▶ _VERIFICA LA COMPRENSIONE_:
[a] Traduci in inglese, per favore, questa frase dell'estratto: "Ma come ha trascorso questi trent’anni?"
[b] Secondo l'estratto, perché il boss ha potuto vivere da fantasma per trent'anni? Rispondi in una o due frasi.

═════ ESTRATTO DEL TESTO ═════

Una cosa è certa: ha vissuto da fantasma per trent’anni, ben nascosto e ben protetto nel triangolo della provincia di Trapani tra la sua Campobello di Mazara, Castelvetrano e Palermo. Il boss dei boss avrà anche girato mezzo mondo sotto falsa identità, ma nonostante i diversi mandati di cattura internazionali alla fine la sua base era Campobello di Mazara ed è stato catturato a Palermo a due passi dalla sede della Dda di Palermo. Ma come ha trascorso questi trent’anni?

═════ DATI IN ESAME ═════

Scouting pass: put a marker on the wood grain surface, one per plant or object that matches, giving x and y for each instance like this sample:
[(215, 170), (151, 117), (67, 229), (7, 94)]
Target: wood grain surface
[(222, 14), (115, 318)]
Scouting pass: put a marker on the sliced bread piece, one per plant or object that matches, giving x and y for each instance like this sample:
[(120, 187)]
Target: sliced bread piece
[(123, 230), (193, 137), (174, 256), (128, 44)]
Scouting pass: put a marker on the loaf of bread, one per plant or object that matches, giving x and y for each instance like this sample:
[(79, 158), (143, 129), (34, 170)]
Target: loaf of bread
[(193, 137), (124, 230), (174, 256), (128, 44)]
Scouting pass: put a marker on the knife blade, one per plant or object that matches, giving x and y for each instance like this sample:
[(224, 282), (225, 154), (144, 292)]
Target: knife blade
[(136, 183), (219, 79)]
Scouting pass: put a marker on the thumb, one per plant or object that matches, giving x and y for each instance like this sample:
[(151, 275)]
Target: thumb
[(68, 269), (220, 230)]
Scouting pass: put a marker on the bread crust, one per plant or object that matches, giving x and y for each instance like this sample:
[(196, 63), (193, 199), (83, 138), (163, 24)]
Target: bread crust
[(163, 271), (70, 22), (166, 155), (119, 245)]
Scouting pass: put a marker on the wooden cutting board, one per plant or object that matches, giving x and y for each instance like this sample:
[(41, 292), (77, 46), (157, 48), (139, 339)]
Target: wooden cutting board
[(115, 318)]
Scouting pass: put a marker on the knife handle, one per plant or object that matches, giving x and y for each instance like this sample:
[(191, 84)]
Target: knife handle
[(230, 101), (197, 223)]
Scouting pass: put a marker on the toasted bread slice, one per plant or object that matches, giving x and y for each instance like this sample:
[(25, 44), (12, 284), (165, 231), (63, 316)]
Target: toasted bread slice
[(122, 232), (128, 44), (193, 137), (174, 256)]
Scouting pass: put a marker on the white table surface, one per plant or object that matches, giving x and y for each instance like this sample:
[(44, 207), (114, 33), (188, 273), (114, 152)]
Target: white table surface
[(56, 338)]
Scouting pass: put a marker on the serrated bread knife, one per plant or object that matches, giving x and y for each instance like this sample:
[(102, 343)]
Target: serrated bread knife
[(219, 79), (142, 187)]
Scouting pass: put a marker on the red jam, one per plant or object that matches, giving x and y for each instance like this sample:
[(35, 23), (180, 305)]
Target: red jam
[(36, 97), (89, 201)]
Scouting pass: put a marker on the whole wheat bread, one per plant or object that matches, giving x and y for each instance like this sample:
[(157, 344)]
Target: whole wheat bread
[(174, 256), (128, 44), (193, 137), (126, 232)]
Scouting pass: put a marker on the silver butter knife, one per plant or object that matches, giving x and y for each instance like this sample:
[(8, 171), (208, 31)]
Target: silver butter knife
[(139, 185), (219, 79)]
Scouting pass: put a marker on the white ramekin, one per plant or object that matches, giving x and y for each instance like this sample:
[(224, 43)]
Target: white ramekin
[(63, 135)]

═════

▶ _RISPOSTE ALL'ESERCIZIO_:
[a] But how did he spend these thirty years?

[b] Perché era ben nascosto e ben protetto nel triangolo tra Campobello di Mazara, Castelvetrano e Palermo.